__WHAT THE TASK ASKS__: Scan the records below for the word "braided". Copy each line where it appears.

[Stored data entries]

------

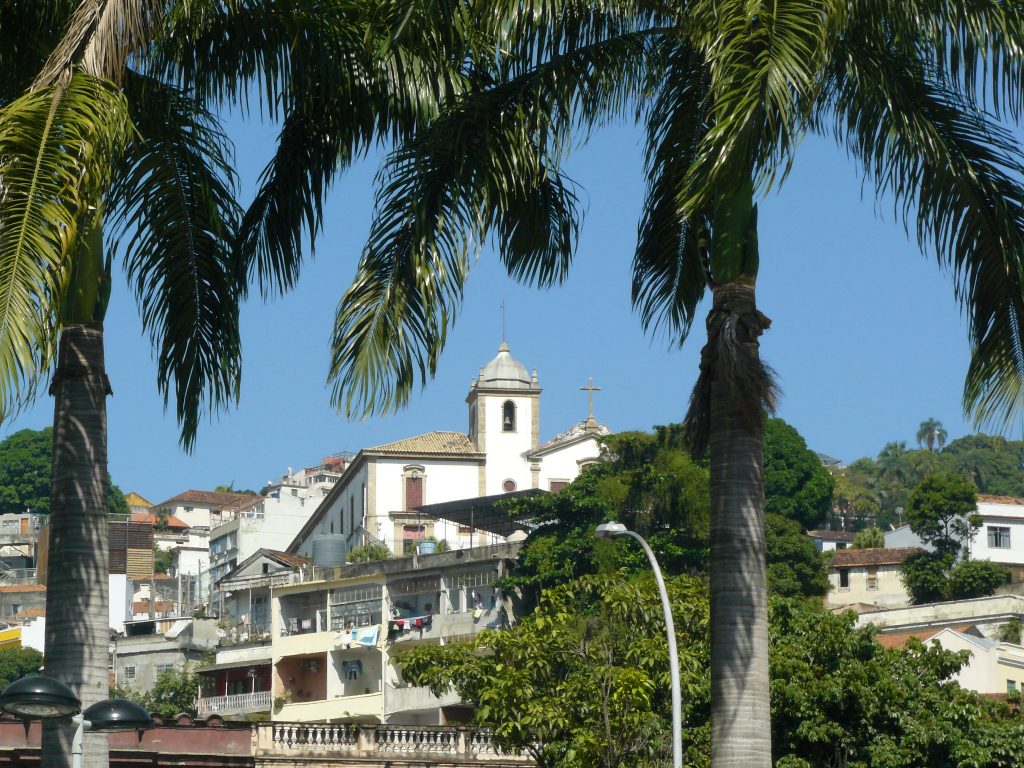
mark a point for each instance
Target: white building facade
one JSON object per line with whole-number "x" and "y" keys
{"x": 379, "y": 495}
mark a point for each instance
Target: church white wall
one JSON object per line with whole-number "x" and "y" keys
{"x": 338, "y": 517}
{"x": 506, "y": 450}
{"x": 443, "y": 481}
{"x": 563, "y": 465}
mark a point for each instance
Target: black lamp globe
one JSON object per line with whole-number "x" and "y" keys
{"x": 117, "y": 715}
{"x": 38, "y": 696}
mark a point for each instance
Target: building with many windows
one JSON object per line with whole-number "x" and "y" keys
{"x": 382, "y": 495}
{"x": 339, "y": 633}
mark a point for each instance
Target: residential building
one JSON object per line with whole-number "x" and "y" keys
{"x": 150, "y": 647}
{"x": 993, "y": 667}
{"x": 383, "y": 491}
{"x": 1000, "y": 538}
{"x": 237, "y": 684}
{"x": 988, "y": 614}
{"x": 339, "y": 633}
{"x": 867, "y": 576}
{"x": 829, "y": 541}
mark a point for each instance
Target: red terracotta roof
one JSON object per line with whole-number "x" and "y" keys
{"x": 851, "y": 558}
{"x": 899, "y": 639}
{"x": 216, "y": 499}
{"x": 832, "y": 536}
{"x": 152, "y": 519}
{"x": 288, "y": 558}
{"x": 989, "y": 499}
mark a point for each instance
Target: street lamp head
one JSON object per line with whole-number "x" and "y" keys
{"x": 39, "y": 697}
{"x": 609, "y": 529}
{"x": 117, "y": 715}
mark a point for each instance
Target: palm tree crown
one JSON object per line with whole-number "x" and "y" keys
{"x": 918, "y": 94}
{"x": 932, "y": 434}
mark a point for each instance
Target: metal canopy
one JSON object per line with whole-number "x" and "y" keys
{"x": 483, "y": 513}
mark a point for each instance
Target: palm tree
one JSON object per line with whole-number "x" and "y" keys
{"x": 725, "y": 89}
{"x": 107, "y": 127}
{"x": 932, "y": 435}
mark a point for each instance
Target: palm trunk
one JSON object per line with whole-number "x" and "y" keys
{"x": 77, "y": 592}
{"x": 729, "y": 402}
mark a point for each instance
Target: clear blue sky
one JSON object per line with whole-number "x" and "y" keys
{"x": 866, "y": 338}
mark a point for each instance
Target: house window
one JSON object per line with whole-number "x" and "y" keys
{"x": 414, "y": 479}
{"x": 411, "y": 536}
{"x": 508, "y": 417}
{"x": 998, "y": 537}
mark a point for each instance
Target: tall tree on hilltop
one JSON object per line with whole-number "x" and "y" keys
{"x": 108, "y": 126}
{"x": 725, "y": 89}
{"x": 932, "y": 434}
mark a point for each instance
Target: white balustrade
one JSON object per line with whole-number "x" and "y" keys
{"x": 258, "y": 701}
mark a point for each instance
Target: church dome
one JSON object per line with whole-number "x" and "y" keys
{"x": 505, "y": 372}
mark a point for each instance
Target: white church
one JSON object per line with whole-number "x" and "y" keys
{"x": 442, "y": 485}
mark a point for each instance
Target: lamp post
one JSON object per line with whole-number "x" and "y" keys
{"x": 41, "y": 697}
{"x": 614, "y": 530}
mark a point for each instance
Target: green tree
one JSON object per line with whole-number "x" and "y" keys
{"x": 111, "y": 145}
{"x": 942, "y": 510}
{"x": 25, "y": 474}
{"x": 795, "y": 566}
{"x": 725, "y": 90}
{"x": 992, "y": 464}
{"x": 869, "y": 539}
{"x": 18, "y": 663}
{"x": 796, "y": 484}
{"x": 932, "y": 434}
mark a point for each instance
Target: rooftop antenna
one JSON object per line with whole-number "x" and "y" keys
{"x": 590, "y": 389}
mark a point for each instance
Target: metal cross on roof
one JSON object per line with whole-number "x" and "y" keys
{"x": 590, "y": 389}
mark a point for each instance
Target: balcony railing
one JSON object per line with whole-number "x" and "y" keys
{"x": 258, "y": 701}
{"x": 381, "y": 741}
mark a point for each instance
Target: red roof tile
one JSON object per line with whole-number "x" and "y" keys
{"x": 851, "y": 558}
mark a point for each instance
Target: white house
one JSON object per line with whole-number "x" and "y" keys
{"x": 867, "y": 577}
{"x": 1000, "y": 538}
{"x": 383, "y": 487}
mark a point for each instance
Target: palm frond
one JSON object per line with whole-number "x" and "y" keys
{"x": 55, "y": 148}
{"x": 957, "y": 174}
{"x": 100, "y": 37}
{"x": 175, "y": 216}
{"x": 669, "y": 275}
{"x": 31, "y": 32}
{"x": 979, "y": 45}
{"x": 487, "y": 165}
{"x": 766, "y": 61}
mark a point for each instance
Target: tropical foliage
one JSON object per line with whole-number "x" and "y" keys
{"x": 941, "y": 512}
{"x": 725, "y": 90}
{"x": 25, "y": 474}
{"x": 583, "y": 681}
{"x": 648, "y": 482}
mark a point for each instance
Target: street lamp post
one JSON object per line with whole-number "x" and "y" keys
{"x": 41, "y": 697}
{"x": 614, "y": 530}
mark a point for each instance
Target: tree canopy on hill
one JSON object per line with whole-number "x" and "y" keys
{"x": 25, "y": 474}
{"x": 647, "y": 481}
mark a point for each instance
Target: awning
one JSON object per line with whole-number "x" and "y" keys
{"x": 483, "y": 512}
{"x": 235, "y": 665}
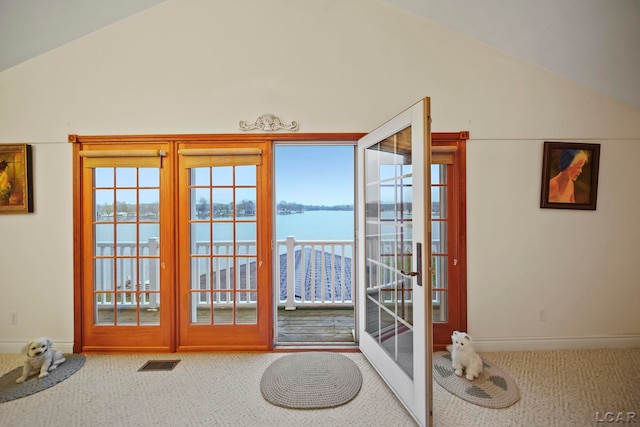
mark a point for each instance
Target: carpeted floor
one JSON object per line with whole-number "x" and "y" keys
{"x": 557, "y": 388}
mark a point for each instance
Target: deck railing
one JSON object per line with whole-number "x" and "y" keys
{"x": 309, "y": 273}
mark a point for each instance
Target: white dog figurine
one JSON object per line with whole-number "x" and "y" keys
{"x": 464, "y": 356}
{"x": 40, "y": 357}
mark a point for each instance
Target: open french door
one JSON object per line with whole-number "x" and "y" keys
{"x": 394, "y": 290}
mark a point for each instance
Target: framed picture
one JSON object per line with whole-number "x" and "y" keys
{"x": 570, "y": 175}
{"x": 16, "y": 194}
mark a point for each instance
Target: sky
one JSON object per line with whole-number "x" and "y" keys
{"x": 314, "y": 175}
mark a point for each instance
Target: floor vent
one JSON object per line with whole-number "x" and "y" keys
{"x": 159, "y": 365}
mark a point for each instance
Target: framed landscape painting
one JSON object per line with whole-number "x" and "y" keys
{"x": 570, "y": 175}
{"x": 16, "y": 195}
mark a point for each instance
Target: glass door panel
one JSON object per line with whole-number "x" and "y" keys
{"x": 394, "y": 317}
{"x": 439, "y": 241}
{"x": 225, "y": 283}
{"x": 126, "y": 250}
{"x": 223, "y": 278}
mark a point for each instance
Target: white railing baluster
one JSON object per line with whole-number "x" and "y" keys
{"x": 218, "y": 263}
{"x": 291, "y": 272}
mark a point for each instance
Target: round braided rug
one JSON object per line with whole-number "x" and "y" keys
{"x": 492, "y": 389}
{"x": 9, "y": 390}
{"x": 311, "y": 380}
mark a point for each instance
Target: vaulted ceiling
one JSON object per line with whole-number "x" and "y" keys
{"x": 593, "y": 42}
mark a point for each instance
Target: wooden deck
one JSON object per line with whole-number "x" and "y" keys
{"x": 316, "y": 325}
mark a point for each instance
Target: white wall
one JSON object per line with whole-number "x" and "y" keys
{"x": 199, "y": 66}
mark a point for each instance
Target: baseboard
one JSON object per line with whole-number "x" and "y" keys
{"x": 16, "y": 347}
{"x": 556, "y": 343}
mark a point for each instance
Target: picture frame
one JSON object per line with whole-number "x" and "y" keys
{"x": 16, "y": 183}
{"x": 570, "y": 175}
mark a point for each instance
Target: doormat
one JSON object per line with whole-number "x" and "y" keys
{"x": 159, "y": 365}
{"x": 9, "y": 390}
{"x": 311, "y": 380}
{"x": 492, "y": 389}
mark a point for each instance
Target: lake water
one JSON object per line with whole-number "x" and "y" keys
{"x": 310, "y": 225}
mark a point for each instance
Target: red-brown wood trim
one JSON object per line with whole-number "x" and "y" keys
{"x": 235, "y": 137}
{"x": 77, "y": 251}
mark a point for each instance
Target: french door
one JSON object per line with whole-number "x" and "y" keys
{"x": 224, "y": 255}
{"x": 394, "y": 291}
{"x": 173, "y": 246}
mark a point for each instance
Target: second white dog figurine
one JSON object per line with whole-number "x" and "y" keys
{"x": 40, "y": 358}
{"x": 464, "y": 356}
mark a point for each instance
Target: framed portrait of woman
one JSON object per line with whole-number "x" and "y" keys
{"x": 570, "y": 175}
{"x": 16, "y": 194}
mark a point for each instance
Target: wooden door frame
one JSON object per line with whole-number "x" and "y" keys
{"x": 79, "y": 141}
{"x": 457, "y": 139}
{"x": 458, "y": 306}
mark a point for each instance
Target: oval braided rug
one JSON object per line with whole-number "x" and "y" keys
{"x": 311, "y": 380}
{"x": 9, "y": 390}
{"x": 492, "y": 389}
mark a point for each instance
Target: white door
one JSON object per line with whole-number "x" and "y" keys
{"x": 394, "y": 288}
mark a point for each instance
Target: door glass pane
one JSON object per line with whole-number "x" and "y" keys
{"x": 223, "y": 230}
{"x": 389, "y": 245}
{"x": 439, "y": 242}
{"x": 126, "y": 254}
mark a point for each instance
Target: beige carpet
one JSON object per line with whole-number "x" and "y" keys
{"x": 557, "y": 388}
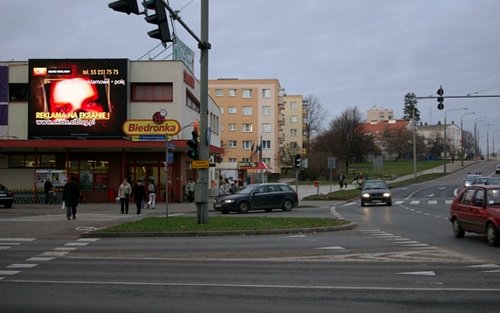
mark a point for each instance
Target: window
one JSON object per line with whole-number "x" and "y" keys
{"x": 192, "y": 102}
{"x": 267, "y": 128}
{"x": 247, "y": 144}
{"x": 246, "y": 110}
{"x": 247, "y": 93}
{"x": 153, "y": 92}
{"x": 247, "y": 127}
{"x": 18, "y": 92}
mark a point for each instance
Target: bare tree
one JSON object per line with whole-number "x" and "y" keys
{"x": 315, "y": 118}
{"x": 410, "y": 108}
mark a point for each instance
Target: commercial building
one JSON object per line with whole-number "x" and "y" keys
{"x": 100, "y": 120}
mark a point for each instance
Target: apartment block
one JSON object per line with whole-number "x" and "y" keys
{"x": 251, "y": 121}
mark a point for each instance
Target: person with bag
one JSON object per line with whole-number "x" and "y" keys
{"x": 152, "y": 194}
{"x": 124, "y": 194}
{"x": 71, "y": 194}
{"x": 139, "y": 195}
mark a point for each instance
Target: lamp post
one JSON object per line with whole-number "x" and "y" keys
{"x": 494, "y": 154}
{"x": 444, "y": 146}
{"x": 478, "y": 128}
{"x": 475, "y": 133}
{"x": 462, "y": 136}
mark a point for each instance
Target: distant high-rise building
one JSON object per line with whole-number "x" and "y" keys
{"x": 379, "y": 115}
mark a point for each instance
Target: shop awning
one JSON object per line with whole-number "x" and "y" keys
{"x": 258, "y": 166}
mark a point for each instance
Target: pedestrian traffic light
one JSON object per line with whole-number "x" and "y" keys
{"x": 193, "y": 152}
{"x": 298, "y": 161}
{"x": 159, "y": 18}
{"x": 125, "y": 6}
{"x": 440, "y": 99}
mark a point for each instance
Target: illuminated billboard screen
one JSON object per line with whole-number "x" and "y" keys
{"x": 77, "y": 98}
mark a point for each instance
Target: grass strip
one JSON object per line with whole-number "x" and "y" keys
{"x": 189, "y": 224}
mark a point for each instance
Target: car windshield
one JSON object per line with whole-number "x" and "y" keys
{"x": 247, "y": 190}
{"x": 375, "y": 185}
{"x": 493, "y": 197}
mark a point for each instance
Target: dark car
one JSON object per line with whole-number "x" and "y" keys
{"x": 375, "y": 191}
{"x": 477, "y": 209}
{"x": 265, "y": 196}
{"x": 6, "y": 196}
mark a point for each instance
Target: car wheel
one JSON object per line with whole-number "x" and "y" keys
{"x": 492, "y": 235}
{"x": 243, "y": 207}
{"x": 287, "y": 205}
{"x": 458, "y": 231}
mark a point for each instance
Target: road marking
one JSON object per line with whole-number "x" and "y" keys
{"x": 40, "y": 259}
{"x": 18, "y": 265}
{"x": 422, "y": 273}
{"x": 331, "y": 248}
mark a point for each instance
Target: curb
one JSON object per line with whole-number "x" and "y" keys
{"x": 348, "y": 226}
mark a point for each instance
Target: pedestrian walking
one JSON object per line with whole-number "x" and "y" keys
{"x": 151, "y": 194}
{"x": 342, "y": 180}
{"x": 124, "y": 194}
{"x": 139, "y": 195}
{"x": 47, "y": 189}
{"x": 71, "y": 194}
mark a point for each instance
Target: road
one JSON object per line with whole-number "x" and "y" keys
{"x": 401, "y": 258}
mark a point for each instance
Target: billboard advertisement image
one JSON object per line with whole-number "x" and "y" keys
{"x": 77, "y": 98}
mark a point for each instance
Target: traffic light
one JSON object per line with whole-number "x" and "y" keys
{"x": 440, "y": 99}
{"x": 159, "y": 18}
{"x": 193, "y": 152}
{"x": 298, "y": 160}
{"x": 125, "y": 6}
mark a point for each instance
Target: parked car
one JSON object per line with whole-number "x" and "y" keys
{"x": 470, "y": 179}
{"x": 6, "y": 196}
{"x": 477, "y": 209}
{"x": 375, "y": 191}
{"x": 264, "y": 196}
{"x": 493, "y": 181}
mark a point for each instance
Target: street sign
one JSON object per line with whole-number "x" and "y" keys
{"x": 198, "y": 164}
{"x": 331, "y": 162}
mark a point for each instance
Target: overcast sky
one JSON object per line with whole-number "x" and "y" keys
{"x": 348, "y": 53}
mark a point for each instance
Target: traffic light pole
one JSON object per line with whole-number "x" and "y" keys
{"x": 202, "y": 183}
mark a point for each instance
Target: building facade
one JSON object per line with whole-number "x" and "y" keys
{"x": 251, "y": 124}
{"x": 100, "y": 120}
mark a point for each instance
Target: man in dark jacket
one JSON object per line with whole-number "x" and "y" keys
{"x": 71, "y": 195}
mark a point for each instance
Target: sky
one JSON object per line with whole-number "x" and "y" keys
{"x": 347, "y": 53}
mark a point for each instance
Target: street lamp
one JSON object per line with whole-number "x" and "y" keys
{"x": 478, "y": 128}
{"x": 494, "y": 154}
{"x": 444, "y": 148}
{"x": 462, "y": 136}
{"x": 475, "y": 133}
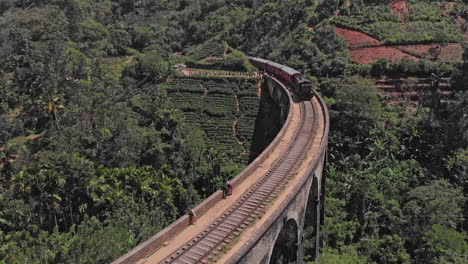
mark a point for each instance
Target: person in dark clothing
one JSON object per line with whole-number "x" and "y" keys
{"x": 192, "y": 217}
{"x": 229, "y": 187}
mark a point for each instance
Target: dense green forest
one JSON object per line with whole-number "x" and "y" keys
{"x": 94, "y": 157}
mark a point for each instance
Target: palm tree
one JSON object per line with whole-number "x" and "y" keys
{"x": 52, "y": 106}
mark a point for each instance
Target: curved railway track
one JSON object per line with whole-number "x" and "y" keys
{"x": 207, "y": 245}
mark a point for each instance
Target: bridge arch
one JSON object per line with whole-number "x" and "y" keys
{"x": 286, "y": 245}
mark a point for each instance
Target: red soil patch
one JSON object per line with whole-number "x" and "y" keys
{"x": 451, "y": 52}
{"x": 365, "y": 49}
{"x": 356, "y": 39}
{"x": 400, "y": 9}
{"x": 373, "y": 54}
{"x": 462, "y": 27}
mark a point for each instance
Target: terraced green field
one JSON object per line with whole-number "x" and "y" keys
{"x": 225, "y": 109}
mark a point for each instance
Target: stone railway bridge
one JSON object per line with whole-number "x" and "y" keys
{"x": 276, "y": 198}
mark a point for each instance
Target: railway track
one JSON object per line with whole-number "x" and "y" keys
{"x": 207, "y": 245}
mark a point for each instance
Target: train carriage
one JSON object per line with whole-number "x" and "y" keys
{"x": 300, "y": 85}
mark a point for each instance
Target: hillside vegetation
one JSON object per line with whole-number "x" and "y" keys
{"x": 98, "y": 150}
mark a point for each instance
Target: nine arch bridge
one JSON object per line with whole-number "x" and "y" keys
{"x": 277, "y": 198}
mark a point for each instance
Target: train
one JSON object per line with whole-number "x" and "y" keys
{"x": 300, "y": 85}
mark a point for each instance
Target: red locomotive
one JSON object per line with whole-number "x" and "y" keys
{"x": 300, "y": 85}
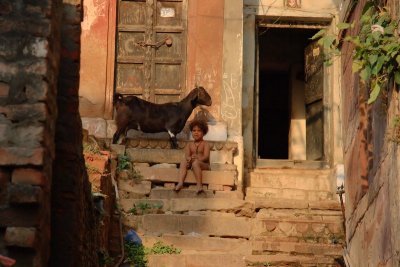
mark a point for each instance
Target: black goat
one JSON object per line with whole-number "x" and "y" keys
{"x": 139, "y": 114}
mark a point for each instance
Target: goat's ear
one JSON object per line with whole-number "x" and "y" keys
{"x": 117, "y": 98}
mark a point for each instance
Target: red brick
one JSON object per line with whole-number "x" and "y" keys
{"x": 4, "y": 89}
{"x": 24, "y": 194}
{"x": 216, "y": 187}
{"x": 20, "y": 216}
{"x": 169, "y": 185}
{"x": 28, "y": 176}
{"x": 20, "y": 236}
{"x": 25, "y": 112}
{"x": 27, "y": 136}
{"x": 21, "y": 156}
{"x": 4, "y": 182}
{"x": 4, "y": 130}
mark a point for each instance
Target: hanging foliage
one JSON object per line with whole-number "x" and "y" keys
{"x": 376, "y": 55}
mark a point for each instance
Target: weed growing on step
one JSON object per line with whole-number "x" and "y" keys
{"x": 92, "y": 170}
{"x": 91, "y": 147}
{"x": 161, "y": 248}
{"x": 135, "y": 175}
{"x": 262, "y": 264}
{"x": 105, "y": 258}
{"x": 394, "y": 134}
{"x": 123, "y": 163}
{"x": 136, "y": 255}
{"x": 144, "y": 207}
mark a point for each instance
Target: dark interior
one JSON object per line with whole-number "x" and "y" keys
{"x": 278, "y": 50}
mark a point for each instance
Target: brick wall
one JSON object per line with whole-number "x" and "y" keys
{"x": 45, "y": 199}
{"x": 371, "y": 163}
{"x": 29, "y": 49}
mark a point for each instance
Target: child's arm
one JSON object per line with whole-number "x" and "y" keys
{"x": 188, "y": 157}
{"x": 205, "y": 157}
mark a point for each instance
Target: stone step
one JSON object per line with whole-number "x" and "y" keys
{"x": 165, "y": 193}
{"x": 196, "y": 260}
{"x": 174, "y": 156}
{"x": 293, "y": 248}
{"x": 231, "y": 260}
{"x": 192, "y": 244}
{"x": 179, "y": 205}
{"x": 297, "y": 179}
{"x": 171, "y": 175}
{"x": 289, "y": 260}
{"x": 298, "y": 230}
{"x": 220, "y": 226}
{"x": 279, "y": 203}
{"x": 256, "y": 193}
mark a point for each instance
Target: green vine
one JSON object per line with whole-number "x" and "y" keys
{"x": 376, "y": 56}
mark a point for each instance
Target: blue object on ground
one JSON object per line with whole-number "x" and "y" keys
{"x": 132, "y": 237}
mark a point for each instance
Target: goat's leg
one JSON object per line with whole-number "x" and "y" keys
{"x": 117, "y": 135}
{"x": 182, "y": 174}
{"x": 172, "y": 138}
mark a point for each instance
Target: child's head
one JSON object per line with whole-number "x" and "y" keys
{"x": 199, "y": 123}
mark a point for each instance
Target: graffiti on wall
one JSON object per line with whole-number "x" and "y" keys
{"x": 229, "y": 99}
{"x": 206, "y": 78}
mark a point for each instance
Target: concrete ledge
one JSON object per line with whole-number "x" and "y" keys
{"x": 202, "y": 225}
{"x": 172, "y": 175}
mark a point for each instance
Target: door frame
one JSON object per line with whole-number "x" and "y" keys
{"x": 250, "y": 87}
{"x": 111, "y": 54}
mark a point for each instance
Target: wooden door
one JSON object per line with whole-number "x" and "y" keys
{"x": 151, "y": 49}
{"x": 314, "y": 87}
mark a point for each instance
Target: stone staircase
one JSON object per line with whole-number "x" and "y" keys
{"x": 288, "y": 217}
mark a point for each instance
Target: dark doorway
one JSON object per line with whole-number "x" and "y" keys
{"x": 273, "y": 116}
{"x": 280, "y": 53}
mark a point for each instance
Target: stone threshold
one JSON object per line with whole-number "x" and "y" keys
{"x": 291, "y": 164}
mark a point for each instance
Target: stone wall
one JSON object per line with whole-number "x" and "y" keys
{"x": 74, "y": 239}
{"x": 45, "y": 200}
{"x": 371, "y": 161}
{"x": 29, "y": 56}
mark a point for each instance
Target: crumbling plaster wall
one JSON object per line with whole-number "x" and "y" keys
{"x": 45, "y": 200}
{"x": 313, "y": 10}
{"x": 372, "y": 164}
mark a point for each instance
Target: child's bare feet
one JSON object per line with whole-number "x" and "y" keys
{"x": 178, "y": 187}
{"x": 199, "y": 190}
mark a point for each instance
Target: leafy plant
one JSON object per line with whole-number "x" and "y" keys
{"x": 160, "y": 248}
{"x": 144, "y": 206}
{"x": 105, "y": 258}
{"x": 135, "y": 175}
{"x": 123, "y": 162}
{"x": 136, "y": 254}
{"x": 91, "y": 147}
{"x": 395, "y": 131}
{"x": 92, "y": 170}
{"x": 376, "y": 56}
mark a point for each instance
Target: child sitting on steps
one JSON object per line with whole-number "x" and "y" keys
{"x": 197, "y": 155}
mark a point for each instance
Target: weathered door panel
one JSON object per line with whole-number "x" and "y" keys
{"x": 151, "y": 52}
{"x": 314, "y": 102}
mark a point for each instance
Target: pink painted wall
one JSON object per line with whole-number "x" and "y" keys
{"x": 92, "y": 88}
{"x": 205, "y": 48}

------

__ANSWER TO THE PROBLEM__:
Target: round braided rug
Target: oval braided rug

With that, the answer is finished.